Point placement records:

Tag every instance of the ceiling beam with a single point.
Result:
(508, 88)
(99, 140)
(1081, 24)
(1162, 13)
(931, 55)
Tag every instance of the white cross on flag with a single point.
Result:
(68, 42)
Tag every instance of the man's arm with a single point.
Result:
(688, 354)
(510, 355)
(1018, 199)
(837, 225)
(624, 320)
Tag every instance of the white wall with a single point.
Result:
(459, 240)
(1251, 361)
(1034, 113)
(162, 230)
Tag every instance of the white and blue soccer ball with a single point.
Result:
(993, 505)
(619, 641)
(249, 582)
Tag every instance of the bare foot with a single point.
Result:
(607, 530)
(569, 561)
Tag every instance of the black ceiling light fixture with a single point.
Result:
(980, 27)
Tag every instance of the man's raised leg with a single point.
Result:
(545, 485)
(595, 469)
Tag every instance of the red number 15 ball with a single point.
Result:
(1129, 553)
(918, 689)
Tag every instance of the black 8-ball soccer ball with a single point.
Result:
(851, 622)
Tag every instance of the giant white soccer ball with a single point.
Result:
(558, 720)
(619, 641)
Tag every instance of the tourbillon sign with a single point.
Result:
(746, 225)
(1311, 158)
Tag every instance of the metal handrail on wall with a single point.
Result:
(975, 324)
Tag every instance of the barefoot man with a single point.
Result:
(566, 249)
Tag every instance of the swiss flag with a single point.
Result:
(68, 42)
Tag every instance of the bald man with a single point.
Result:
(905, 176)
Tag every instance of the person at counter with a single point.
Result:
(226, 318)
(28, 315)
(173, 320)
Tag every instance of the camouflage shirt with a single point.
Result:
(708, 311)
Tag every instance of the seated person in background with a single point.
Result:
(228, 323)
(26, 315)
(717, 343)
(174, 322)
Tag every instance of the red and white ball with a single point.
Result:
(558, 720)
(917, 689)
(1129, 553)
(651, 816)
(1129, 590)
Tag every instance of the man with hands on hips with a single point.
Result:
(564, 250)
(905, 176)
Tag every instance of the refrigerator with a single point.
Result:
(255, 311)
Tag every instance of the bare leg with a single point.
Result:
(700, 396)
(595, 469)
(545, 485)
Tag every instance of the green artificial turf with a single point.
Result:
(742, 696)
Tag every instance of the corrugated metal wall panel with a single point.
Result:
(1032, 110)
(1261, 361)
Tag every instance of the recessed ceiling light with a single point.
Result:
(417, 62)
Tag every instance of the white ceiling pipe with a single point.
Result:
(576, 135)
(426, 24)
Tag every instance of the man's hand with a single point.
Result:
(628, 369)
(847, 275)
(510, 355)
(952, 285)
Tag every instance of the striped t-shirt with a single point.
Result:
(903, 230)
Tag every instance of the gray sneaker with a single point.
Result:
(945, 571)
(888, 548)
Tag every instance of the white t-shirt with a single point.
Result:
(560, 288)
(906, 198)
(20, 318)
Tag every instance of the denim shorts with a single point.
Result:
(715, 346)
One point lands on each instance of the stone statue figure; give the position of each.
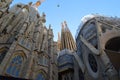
(4, 5)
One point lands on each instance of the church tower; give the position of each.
(67, 41)
(65, 59)
(27, 49)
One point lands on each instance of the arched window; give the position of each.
(15, 66)
(40, 77)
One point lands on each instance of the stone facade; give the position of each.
(27, 49)
(98, 45)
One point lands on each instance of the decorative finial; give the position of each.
(65, 23)
(62, 25)
(38, 3)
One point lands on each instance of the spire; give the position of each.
(66, 27)
(37, 4)
(58, 42)
(67, 41)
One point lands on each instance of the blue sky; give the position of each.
(73, 10)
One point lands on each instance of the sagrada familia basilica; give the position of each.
(28, 51)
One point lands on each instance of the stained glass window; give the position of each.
(15, 65)
(2, 55)
(40, 77)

Stated task:
Copy out every one of the lines above, word for word. Leave the pictures out of your answer.

The completed task:
Tag every instance of the ceiling beam with a single point.
Result:
(508, 88)
(99, 140)
(1081, 24)
(1162, 13)
(931, 55)
Tag every instance of the white cross on flag with a single point.
Result:
(68, 42)
Tag every instance of the man's arm with a single point.
Result:
(688, 354)
(510, 355)
(1018, 199)
(837, 225)
(624, 320)
Tag every instance of the white wall with a single point.
Result:
(459, 240)
(1251, 361)
(1034, 113)
(162, 230)
Tag every instance of the white and blue soccer ball with a single point.
Result:
(993, 505)
(619, 641)
(249, 582)
Tag every instance of the bare foot with a single point.
Result:
(607, 530)
(569, 561)
Tag every instance of the black ceiling light fixture with a single point.
Result:
(980, 27)
Tag every instance of the man's raised leg with a single point.
Result:
(545, 485)
(595, 469)
Tag every instance of the red number 15 ball with a single point.
Result:
(1129, 553)
(918, 689)
Tag every instance of the black 8-ball soccer ball with a single point.
Result:
(851, 622)
Tag every instance of the giant white soccer ball with a single point.
Result:
(558, 720)
(619, 641)
Tag every instance of the tourbillon sign with a single point.
Result:
(746, 225)
(1311, 158)
Tag every instance of the metal handrail on wall with a single point.
Result:
(975, 324)
Tag every instance of the barefoot man with a single point.
Result:
(566, 249)
Tag every instance of the swiss flag with a single point.
Result:
(68, 42)
Tag every instance of the bald man with a single point.
Result:
(905, 176)
Tag every instance of the person at counter with a single point.
Result:
(226, 318)
(28, 315)
(173, 320)
Tag every instance of the camouflage shirt with a single point.
Result:
(708, 311)
Tag every instance of the seated person in background with a single point.
Result:
(228, 323)
(26, 315)
(717, 343)
(174, 322)
Tag every instance of the red and white ball with a single point.
Result:
(558, 720)
(917, 689)
(1129, 553)
(651, 816)
(1129, 590)
Tag every instance of the man with hands on hips with a single point.
Result:
(564, 250)
(905, 176)
Tag every instance of the refrigerator with a single point.
Result:
(255, 311)
Tag every instance of the bare leg with a single point.
Result:
(700, 396)
(595, 469)
(545, 485)
Tag every instance of the green artificial turf with a single point.
Result:
(742, 696)
Tag every instance of the corrugated metal wall panel with a single point.
Result:
(1032, 110)
(1261, 361)
Tag every instance of the recessed ceiling light with a single point.
Result:
(417, 62)
Tag every instance of the white ceiling pipe with a single point.
Result:
(576, 135)
(426, 24)
Tag every instance of the man's hand with a single point.
Result:
(628, 369)
(847, 275)
(510, 355)
(952, 285)
Tag every instance of the striped t-shirt with a single point.
Result:
(903, 230)
Tag every instance of the gray sneaker with a single point.
Result:
(945, 571)
(888, 548)
Tag every instance of the white t-shirt with a single point.
Result:
(560, 288)
(906, 198)
(20, 318)
Tag every instance of the denim shorts with a single point.
Result:
(715, 346)
One point lands on each instance of the stone statue figure; give the position of each.
(4, 5)
One point lands on each instance of the church tower; give the position of each.
(67, 41)
(65, 59)
(27, 49)
One point lands on each instance of the arched window; give the position of each.
(15, 66)
(40, 77)
One point lands on each instance of the stone facade; give the position of each.
(27, 49)
(98, 45)
One point lands on each instance of the decorative finial; give the position of each.
(65, 23)
(62, 25)
(38, 3)
One point lands on each instance of the spire; give the position of each.
(66, 27)
(37, 4)
(58, 42)
(67, 41)
One point lands on each instance of the blue sky; give the position of each.
(73, 10)
One point lands on each instance of the sagrada familia basilica; give the position of each.
(28, 51)
One point lands on each instance of the stained glass window; give the position of each.
(15, 65)
(2, 55)
(40, 77)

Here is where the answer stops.